Work to be completed: Wherever the word "cloud" appears in a line of the data, that line should be copied.

Source material:
▬▬▬▬▬▬
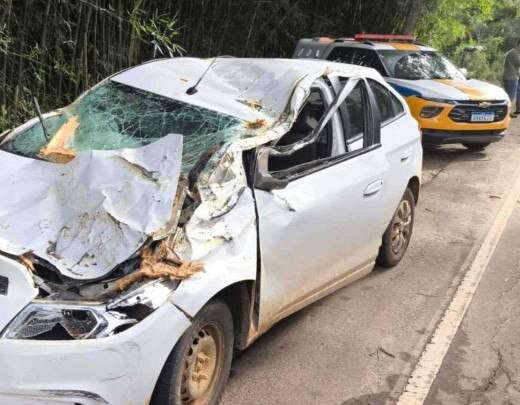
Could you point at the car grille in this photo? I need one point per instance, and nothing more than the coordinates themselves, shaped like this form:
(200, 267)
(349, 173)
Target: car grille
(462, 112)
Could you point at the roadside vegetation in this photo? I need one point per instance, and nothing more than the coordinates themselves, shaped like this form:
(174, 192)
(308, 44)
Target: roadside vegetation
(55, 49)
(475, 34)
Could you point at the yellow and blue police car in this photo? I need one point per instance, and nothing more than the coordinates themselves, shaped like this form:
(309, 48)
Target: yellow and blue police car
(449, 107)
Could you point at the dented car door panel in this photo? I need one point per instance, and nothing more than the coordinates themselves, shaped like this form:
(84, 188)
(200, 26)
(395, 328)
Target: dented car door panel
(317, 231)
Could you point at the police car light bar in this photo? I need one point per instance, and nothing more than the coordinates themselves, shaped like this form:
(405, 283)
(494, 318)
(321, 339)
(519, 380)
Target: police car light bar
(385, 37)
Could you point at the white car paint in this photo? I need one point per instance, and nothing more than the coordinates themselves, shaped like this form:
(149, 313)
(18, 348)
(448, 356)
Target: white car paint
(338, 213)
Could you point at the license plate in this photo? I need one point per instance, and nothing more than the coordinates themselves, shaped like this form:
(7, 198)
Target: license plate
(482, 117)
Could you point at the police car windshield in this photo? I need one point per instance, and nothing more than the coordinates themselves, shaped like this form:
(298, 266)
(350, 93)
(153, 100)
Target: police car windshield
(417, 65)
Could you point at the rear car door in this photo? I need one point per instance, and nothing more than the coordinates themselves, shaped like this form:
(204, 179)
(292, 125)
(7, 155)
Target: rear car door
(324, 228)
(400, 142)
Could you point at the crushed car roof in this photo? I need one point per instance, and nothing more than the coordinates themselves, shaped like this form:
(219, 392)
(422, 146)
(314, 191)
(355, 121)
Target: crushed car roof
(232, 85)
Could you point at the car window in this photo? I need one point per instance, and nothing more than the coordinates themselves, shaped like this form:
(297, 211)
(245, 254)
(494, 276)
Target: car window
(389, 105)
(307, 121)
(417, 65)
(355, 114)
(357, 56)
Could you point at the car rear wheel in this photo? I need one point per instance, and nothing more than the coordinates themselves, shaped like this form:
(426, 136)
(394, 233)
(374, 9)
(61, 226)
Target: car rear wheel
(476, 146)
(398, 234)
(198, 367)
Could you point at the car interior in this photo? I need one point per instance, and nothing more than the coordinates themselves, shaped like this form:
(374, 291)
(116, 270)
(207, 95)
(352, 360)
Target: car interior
▬▬▬▬▬▬
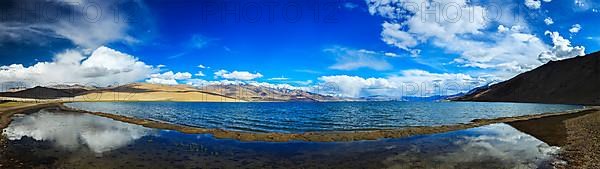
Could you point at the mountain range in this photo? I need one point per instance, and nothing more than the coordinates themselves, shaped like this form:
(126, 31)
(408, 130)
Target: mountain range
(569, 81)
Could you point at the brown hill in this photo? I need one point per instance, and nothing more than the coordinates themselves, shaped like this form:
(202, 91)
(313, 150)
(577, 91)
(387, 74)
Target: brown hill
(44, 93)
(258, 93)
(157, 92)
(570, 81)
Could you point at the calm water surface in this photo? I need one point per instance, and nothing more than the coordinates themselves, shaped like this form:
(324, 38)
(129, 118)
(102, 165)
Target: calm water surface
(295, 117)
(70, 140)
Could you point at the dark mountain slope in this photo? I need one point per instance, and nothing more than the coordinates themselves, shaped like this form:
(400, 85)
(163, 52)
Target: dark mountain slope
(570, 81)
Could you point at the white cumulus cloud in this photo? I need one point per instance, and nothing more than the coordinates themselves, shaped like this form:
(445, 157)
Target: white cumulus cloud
▬▬▬▬▬▬
Answer box:
Could you point at the white cumulus cloud in this photo? I need one point per instance, and nothing more than the coordinates themselves, shaped like this form:
Target: white cumulus cloud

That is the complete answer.